(Beginning of Data)
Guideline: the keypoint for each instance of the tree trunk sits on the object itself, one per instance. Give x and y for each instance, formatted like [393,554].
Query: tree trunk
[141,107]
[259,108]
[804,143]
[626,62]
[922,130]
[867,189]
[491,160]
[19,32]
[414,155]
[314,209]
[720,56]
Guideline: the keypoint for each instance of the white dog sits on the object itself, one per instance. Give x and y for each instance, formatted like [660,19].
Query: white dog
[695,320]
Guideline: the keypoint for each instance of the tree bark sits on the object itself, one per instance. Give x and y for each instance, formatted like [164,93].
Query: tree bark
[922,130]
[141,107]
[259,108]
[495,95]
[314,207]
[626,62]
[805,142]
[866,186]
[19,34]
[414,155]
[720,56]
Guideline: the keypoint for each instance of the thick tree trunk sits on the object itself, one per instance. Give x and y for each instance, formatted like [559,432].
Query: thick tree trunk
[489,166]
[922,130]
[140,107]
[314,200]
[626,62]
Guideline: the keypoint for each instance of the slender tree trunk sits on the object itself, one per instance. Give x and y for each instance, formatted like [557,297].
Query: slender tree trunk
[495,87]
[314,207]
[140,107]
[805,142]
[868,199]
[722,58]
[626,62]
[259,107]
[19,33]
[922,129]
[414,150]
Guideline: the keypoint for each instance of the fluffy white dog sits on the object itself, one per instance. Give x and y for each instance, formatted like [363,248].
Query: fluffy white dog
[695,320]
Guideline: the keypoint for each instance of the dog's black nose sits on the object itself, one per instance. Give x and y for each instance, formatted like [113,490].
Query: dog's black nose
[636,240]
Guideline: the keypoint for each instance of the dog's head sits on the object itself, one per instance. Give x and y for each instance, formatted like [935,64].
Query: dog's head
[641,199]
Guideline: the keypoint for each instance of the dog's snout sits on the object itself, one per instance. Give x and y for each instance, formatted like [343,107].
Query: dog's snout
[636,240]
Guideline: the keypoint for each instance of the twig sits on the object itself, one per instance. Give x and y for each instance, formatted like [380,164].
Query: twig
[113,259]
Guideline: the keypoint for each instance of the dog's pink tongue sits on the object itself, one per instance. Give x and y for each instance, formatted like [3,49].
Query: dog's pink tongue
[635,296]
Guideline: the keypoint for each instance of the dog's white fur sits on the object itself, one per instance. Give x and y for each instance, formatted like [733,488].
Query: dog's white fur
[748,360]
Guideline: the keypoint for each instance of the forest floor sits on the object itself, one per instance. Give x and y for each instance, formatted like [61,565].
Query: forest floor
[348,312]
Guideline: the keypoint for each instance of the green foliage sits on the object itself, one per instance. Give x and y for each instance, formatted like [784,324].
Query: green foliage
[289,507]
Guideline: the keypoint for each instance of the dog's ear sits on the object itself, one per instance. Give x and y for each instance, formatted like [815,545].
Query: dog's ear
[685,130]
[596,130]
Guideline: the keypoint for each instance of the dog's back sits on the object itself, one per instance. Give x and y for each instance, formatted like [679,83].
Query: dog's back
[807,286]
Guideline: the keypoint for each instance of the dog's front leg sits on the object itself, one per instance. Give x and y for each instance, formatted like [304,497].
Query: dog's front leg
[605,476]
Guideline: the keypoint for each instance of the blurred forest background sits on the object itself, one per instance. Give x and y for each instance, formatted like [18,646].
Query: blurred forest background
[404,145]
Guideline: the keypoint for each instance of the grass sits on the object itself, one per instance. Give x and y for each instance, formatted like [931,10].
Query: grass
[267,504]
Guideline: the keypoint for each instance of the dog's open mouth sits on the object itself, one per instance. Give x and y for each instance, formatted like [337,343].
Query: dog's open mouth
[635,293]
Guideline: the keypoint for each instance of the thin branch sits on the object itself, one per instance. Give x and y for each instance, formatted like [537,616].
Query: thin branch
(End of Data)
Assigned task: Go through the records and copy each line with "thin" in it.

Exercise response:
Guideline: the keypoint for each instance of the thin branch sits on the object itself, one per instance. Give x and y for each instance, formatted like [537,616].
Query: thin branch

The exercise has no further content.